Work to complete: Arrange every line of the data below as a numbered list, omitting blank lines. Leave the pictures out of your answer.

Labeling entries for object positions:
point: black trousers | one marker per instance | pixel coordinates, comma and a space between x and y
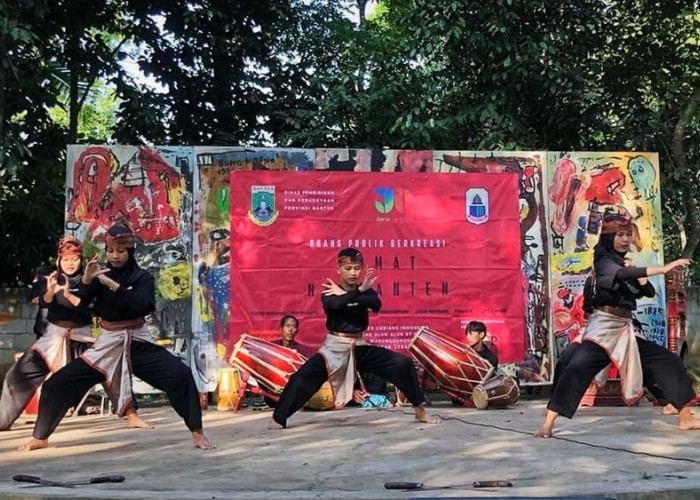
149, 362
568, 353
389, 365
23, 379
661, 369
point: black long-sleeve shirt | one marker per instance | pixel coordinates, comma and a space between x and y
349, 313
135, 297
618, 286
489, 356
59, 309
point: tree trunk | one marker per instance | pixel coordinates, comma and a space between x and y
3, 84
361, 5
692, 210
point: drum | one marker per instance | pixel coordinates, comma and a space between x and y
272, 365
227, 390
269, 363
497, 392
455, 367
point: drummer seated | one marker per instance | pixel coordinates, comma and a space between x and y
289, 327
371, 392
476, 339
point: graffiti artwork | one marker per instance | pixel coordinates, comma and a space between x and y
151, 190
211, 297
581, 187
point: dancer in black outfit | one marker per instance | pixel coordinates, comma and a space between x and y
347, 307
609, 335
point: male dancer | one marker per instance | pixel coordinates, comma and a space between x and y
347, 307
476, 338
124, 294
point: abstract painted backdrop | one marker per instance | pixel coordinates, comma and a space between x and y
151, 190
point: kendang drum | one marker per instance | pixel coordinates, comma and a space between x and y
227, 389
456, 368
269, 363
272, 365
497, 392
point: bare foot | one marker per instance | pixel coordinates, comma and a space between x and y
543, 432
548, 424
273, 425
34, 444
424, 416
133, 421
669, 409
200, 441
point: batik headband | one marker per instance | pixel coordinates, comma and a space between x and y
70, 245
120, 241
614, 222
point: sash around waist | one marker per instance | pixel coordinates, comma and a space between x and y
346, 335
123, 325
620, 312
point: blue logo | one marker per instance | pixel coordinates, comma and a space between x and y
384, 201
477, 205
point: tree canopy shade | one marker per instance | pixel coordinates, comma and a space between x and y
504, 74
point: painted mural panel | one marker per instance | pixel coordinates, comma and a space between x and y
581, 187
529, 166
149, 188
211, 245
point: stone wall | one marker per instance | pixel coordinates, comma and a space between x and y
16, 323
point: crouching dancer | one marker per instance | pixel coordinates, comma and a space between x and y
344, 352
124, 294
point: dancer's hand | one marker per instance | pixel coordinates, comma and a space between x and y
358, 395
52, 283
332, 288
676, 264
369, 281
92, 270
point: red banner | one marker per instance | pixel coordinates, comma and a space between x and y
446, 249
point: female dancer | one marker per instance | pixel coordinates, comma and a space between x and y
67, 334
124, 294
609, 335
344, 352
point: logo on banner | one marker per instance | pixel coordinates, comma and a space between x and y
384, 203
477, 205
262, 205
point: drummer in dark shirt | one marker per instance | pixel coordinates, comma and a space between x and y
347, 307
289, 328
476, 338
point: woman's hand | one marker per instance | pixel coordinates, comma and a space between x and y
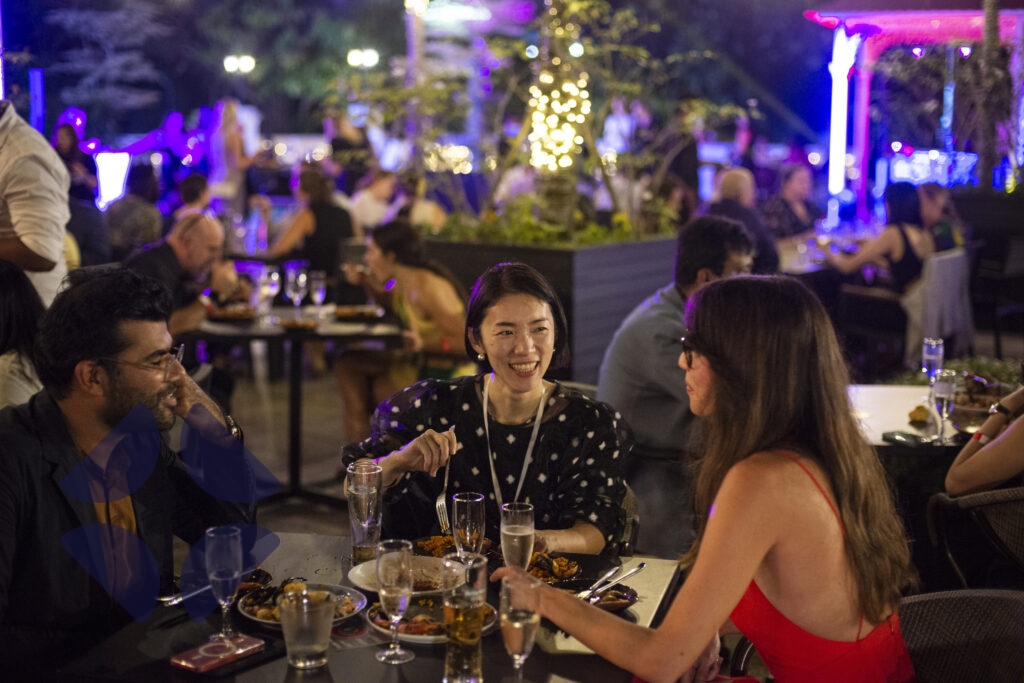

Result:
1. point: black trousers | one marker per instance | pixel coordinates, comma and a space between x and y
2. 149, 362
3. 568, 353
4. 389, 365
5. 23, 379
6. 661, 369
7. point: black long-sleeve shirt | one marker per instance | pixel coordinates, comma and a space between x and y
8. 349, 313
9. 135, 297
10. 618, 286
11. 489, 356
12. 59, 309
13. point: tree trunk | one marker per instance | pixel coordinates, comma and a space between x and y
14. 3, 84
15. 361, 5
16. 692, 210
17. point: drum | one marker per instance | pixel coordinates, comma and a space between x and y
18. 272, 365
19. 227, 390
20. 269, 363
21. 497, 392
22. 455, 367
23. point: drummer seated | one marker per instance | pixel coordinates, comma and a space between x and y
24. 289, 327
25. 371, 392
26. 476, 339
27. point: graffiti artwork | one marker per instance | pixel coordinates, comma and a space between x and y
28. 151, 190
29. 211, 297
30. 581, 187
31. point: dancer in black outfit | one marker per instance | pixel coordinates, comma and a space between x and y
32. 347, 307
33. 609, 335
34. point: male dancer | one marker per instance | pixel coordinates, comma and a space between x and y
35. 347, 307
36. 476, 338
37. 124, 294
38. point: abstract painted backdrop | one marker per instance | pixel coordinates, comma and a space between x and y
39. 151, 190
40. point: kendang drum | one marker per instance | pixel coordinates, comma and a space between x and y
41. 227, 389
42. 456, 368
43. 269, 363
44. 272, 365
45. 497, 392
46. point: bare foot | one marker per instance | pixel coordinates, comma and a space between x and y
47. 543, 432
48. 548, 424
49. 273, 425
50. 34, 444
51. 424, 416
52. 133, 421
53. 669, 409
54. 200, 441
55. point: batik headband | one marker per instance | pixel coordinates, comma and a space between x and y
56. 70, 245
57. 120, 241
58. 614, 222
59. point: sash around waist | one marker per instance | pixel coordinates, comma and a space between x and y
60. 346, 335
61. 123, 325
62. 620, 312
63. point: blue logo | one marker per instance | pixel coordinates, comma and a space between x and y
64. 384, 201
65. 477, 205
66. point: tree canopy shade | one marker per instance | pixel coordinates, comma and a space between x and y
67. 504, 74
68. point: painted mural panel | one marker per instance | pixel coordinates, comma and a space between x and y
69. 581, 187
70. 529, 166
71. 149, 188
72. 211, 245
73. point: stone wall | one marker per instance | pixel coordinates, comma and a space between x and y
74. 16, 323
75. point: crouching dancer | one marker per instance | pixel coordinates, comma and a space between x and y
76. 344, 352
77. 124, 294
78. point: dancer's hand | one marker per instance | pixel coordinates, comma and a space between x and y
79. 358, 395
80. 52, 283
81. 332, 288
82. 676, 264
83. 369, 281
84. 92, 270
85. point: red banner | one marker per instance | pixel coordinates, comma and a space between x and y
86. 446, 249
87. point: female dancer | one marker per instance | pixel coordinates, comma and a space between x and y
88. 67, 334
89. 124, 294
90. 609, 335
91. 344, 352
92. point: logo on banner | one marker per instance | pixel coordinates, comma and a space between x and y
93. 384, 203
94. 477, 205
95. 262, 205
96. point: drummer in dark shirt | one marker per instance | pixel coordinates, comma and a space between x and y
97. 347, 307
98. 289, 328
99. 476, 338
100. point: woman's hand | one marker per instance | pixel coordinates, comma and a space between x and y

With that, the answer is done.